Data records ::
++++++++++++++++++++

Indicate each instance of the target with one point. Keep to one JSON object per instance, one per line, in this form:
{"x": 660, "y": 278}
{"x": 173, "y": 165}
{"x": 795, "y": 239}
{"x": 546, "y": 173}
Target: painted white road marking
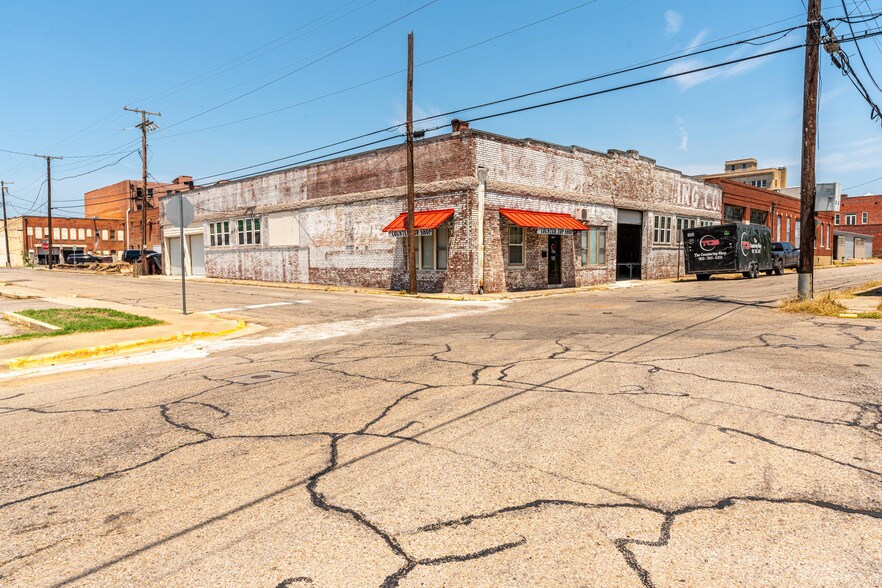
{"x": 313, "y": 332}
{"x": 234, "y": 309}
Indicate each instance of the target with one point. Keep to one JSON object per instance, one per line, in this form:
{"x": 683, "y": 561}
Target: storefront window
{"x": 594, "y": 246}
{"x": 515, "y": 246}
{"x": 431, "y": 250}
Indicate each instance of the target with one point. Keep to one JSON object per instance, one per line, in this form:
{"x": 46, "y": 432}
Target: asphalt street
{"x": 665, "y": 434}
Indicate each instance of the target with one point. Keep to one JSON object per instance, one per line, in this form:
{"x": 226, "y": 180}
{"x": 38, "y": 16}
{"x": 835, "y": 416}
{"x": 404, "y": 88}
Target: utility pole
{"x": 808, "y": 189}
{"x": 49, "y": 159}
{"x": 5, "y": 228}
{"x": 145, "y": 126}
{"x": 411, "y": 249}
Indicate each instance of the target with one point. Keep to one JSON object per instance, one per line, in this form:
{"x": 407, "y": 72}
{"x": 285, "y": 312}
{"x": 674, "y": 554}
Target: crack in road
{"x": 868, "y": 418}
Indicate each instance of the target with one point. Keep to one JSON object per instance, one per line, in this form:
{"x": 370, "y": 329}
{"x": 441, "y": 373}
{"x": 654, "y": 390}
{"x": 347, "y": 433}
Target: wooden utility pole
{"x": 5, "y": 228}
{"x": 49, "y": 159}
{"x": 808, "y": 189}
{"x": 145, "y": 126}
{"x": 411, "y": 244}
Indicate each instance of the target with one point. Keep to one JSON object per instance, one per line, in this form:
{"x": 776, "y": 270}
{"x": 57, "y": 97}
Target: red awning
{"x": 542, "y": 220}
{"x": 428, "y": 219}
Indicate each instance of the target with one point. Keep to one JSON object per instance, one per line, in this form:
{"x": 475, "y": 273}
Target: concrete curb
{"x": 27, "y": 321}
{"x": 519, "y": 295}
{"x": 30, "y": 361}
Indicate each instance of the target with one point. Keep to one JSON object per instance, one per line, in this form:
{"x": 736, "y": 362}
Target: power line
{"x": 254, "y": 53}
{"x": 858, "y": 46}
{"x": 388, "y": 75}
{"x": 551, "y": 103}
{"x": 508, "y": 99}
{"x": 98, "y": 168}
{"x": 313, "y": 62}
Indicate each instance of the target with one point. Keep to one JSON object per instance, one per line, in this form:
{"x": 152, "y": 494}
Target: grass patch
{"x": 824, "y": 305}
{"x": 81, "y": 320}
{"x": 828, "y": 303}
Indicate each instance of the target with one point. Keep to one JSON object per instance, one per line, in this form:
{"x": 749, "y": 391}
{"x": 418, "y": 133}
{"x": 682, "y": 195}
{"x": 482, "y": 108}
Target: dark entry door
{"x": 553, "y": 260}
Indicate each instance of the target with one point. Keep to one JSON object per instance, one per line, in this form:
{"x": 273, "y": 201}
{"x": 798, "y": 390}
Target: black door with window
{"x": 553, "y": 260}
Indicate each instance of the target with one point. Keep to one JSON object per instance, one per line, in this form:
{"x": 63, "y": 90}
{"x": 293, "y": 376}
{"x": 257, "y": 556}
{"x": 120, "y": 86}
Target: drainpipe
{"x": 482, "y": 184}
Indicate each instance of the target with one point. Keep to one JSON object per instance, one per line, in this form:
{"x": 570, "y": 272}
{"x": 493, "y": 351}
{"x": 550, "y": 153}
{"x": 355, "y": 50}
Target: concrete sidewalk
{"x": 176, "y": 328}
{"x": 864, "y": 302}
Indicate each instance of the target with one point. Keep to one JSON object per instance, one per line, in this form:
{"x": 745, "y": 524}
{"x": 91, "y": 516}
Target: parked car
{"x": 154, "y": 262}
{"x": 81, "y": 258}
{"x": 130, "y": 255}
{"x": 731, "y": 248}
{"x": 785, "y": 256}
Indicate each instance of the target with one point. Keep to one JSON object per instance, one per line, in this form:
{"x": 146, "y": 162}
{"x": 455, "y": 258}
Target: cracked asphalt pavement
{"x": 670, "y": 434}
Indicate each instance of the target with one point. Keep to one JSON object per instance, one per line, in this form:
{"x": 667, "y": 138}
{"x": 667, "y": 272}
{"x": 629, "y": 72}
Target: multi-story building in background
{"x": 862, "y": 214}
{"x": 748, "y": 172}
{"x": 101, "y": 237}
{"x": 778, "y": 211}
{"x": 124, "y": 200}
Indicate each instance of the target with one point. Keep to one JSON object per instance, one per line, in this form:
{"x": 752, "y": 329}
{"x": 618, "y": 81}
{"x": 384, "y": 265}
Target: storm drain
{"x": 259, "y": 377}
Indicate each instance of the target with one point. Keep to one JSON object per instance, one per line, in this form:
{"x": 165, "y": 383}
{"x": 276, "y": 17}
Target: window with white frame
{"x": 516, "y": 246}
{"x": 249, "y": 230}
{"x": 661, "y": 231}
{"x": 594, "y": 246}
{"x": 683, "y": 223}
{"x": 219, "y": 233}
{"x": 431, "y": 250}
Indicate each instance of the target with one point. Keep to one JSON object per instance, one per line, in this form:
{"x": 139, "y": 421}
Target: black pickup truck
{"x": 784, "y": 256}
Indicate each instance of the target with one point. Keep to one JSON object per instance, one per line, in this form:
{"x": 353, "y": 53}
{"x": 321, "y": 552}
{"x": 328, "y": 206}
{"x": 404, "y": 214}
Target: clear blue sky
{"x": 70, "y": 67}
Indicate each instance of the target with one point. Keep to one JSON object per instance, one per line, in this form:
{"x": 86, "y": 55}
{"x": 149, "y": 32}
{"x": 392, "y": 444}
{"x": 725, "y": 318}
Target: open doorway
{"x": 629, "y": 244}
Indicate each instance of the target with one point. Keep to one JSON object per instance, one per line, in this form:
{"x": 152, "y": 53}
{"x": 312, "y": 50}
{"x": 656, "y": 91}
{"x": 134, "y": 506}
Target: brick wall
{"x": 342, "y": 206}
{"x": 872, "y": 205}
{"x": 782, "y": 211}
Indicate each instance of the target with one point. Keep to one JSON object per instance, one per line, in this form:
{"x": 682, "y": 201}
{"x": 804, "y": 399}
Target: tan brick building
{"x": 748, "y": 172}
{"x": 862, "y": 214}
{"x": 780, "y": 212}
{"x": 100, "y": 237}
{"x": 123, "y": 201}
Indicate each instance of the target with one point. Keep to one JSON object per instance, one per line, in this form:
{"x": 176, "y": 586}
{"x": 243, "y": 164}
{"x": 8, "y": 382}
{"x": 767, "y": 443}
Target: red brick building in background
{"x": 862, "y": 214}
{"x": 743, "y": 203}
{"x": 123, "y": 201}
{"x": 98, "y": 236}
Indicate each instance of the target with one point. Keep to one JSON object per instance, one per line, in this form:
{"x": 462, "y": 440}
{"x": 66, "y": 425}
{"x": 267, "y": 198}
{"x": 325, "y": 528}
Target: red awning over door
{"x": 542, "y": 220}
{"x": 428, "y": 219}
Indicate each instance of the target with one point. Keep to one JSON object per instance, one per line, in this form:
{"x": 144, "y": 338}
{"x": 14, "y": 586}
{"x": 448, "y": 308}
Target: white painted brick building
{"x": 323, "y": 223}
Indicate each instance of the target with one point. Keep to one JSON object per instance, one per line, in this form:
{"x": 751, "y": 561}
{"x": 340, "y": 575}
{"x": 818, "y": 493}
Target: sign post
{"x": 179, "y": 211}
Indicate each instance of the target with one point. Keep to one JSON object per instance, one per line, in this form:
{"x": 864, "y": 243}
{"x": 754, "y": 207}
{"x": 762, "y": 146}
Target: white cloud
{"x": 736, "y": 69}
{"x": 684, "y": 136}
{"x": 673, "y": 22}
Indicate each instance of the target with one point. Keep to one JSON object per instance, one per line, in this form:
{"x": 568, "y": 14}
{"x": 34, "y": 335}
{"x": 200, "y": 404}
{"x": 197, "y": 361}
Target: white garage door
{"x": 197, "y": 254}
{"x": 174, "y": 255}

++++++++++++++++++++

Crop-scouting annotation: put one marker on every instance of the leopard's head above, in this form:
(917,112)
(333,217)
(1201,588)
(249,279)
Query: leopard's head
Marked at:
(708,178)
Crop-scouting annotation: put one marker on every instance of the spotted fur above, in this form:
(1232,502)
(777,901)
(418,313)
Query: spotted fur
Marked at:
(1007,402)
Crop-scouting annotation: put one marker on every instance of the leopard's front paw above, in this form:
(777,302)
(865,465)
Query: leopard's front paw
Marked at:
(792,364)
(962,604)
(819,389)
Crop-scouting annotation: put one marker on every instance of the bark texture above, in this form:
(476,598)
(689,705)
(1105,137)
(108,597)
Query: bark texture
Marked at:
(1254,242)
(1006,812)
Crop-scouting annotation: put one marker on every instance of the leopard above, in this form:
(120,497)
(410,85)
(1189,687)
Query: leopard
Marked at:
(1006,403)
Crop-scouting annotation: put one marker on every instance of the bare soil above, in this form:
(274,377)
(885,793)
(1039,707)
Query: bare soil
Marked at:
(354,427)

++++++++++++++++++++

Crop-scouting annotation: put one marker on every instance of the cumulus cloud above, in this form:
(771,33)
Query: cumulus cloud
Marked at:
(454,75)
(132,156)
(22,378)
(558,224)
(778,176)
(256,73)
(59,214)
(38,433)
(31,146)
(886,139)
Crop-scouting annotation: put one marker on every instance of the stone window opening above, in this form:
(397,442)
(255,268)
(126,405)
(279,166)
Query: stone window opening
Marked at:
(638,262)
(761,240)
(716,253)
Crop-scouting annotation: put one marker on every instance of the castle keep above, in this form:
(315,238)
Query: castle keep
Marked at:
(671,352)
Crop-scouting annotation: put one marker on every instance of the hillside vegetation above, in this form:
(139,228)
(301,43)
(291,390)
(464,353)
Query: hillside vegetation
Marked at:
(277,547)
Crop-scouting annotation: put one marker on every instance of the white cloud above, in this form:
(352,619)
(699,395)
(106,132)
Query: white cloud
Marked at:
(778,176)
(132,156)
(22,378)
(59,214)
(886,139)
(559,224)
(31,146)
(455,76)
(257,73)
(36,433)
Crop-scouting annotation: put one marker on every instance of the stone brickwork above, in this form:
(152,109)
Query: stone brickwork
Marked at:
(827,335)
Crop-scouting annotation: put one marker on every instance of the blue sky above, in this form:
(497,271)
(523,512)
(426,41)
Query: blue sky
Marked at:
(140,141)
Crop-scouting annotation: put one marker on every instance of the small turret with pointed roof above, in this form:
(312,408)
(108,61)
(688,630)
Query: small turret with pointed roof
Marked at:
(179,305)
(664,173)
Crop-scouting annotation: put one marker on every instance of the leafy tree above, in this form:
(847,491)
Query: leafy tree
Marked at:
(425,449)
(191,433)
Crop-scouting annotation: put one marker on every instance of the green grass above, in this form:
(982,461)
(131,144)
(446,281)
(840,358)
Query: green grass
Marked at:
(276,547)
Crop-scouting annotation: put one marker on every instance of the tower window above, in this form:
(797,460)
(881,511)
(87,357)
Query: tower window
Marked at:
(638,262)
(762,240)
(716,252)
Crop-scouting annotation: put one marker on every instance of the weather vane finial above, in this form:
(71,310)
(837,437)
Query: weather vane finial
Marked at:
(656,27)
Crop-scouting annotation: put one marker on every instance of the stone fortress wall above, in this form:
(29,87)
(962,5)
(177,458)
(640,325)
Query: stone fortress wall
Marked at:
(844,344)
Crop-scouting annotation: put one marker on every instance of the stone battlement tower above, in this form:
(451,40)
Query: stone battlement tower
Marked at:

++++++++++++++++++++

EXERCISE DIRECTIONS ::
Go through the lines above. Select every one that has the string "small".

YOUR RESPONSE ::
Crop-scouting annotation: put one marker on every instance of the small turret with pointed roof above, in this form:
Query: small turret with pointed roof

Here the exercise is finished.